Copy each line of the data below in which the word "metal" can be found.

========================

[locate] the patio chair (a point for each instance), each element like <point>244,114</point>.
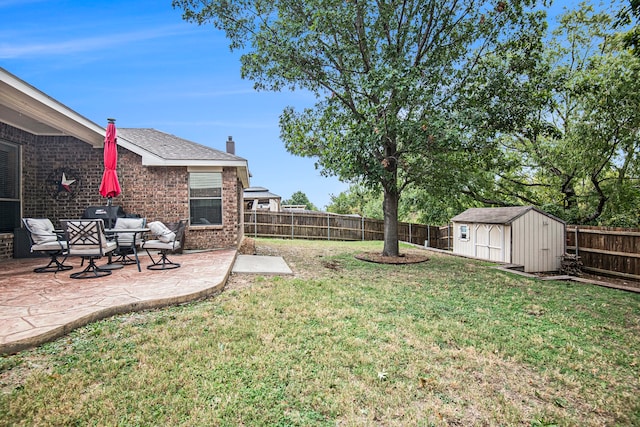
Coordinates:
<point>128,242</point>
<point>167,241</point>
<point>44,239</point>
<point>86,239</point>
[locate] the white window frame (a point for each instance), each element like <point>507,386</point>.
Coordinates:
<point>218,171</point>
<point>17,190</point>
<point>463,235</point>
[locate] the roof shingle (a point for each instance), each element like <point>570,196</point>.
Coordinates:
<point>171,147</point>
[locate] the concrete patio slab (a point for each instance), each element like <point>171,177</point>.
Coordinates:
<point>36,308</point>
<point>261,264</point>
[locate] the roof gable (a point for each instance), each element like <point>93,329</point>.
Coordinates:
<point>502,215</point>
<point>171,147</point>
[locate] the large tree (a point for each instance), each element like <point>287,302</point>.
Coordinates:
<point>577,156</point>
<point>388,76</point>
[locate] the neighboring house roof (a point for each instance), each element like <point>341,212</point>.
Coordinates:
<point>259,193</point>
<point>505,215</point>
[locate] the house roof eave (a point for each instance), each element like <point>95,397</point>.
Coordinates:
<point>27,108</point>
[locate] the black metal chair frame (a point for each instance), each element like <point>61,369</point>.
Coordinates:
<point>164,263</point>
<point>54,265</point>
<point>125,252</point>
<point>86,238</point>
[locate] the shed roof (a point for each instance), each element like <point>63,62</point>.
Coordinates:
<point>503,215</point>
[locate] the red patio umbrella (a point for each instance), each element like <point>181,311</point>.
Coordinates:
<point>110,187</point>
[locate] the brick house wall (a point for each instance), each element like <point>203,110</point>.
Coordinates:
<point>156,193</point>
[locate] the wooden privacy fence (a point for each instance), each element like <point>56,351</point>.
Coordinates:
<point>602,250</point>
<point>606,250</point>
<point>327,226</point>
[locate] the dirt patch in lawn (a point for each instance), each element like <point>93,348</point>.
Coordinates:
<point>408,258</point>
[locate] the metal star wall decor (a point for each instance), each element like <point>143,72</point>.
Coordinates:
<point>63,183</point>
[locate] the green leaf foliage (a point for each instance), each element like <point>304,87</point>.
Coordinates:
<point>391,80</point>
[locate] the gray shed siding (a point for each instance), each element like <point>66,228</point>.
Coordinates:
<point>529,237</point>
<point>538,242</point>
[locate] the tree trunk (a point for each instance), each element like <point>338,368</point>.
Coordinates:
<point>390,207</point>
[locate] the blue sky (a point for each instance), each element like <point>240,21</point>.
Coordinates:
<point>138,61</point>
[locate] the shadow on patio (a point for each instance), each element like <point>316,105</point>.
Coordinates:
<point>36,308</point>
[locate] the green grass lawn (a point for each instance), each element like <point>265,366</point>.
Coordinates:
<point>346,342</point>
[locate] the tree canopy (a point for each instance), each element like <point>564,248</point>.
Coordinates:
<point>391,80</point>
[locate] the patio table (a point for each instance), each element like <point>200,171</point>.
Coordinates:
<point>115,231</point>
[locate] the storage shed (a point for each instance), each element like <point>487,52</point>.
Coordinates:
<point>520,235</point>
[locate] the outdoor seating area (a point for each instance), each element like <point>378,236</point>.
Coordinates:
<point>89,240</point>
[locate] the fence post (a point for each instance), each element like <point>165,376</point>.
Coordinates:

========================

* _EXERCISE OUTPUT_
[locate] the black metal chair frame (a point for each instance), each element like <point>61,369</point>.
[locate] the metal star wall decor (a point for each instance), each element like <point>143,72</point>.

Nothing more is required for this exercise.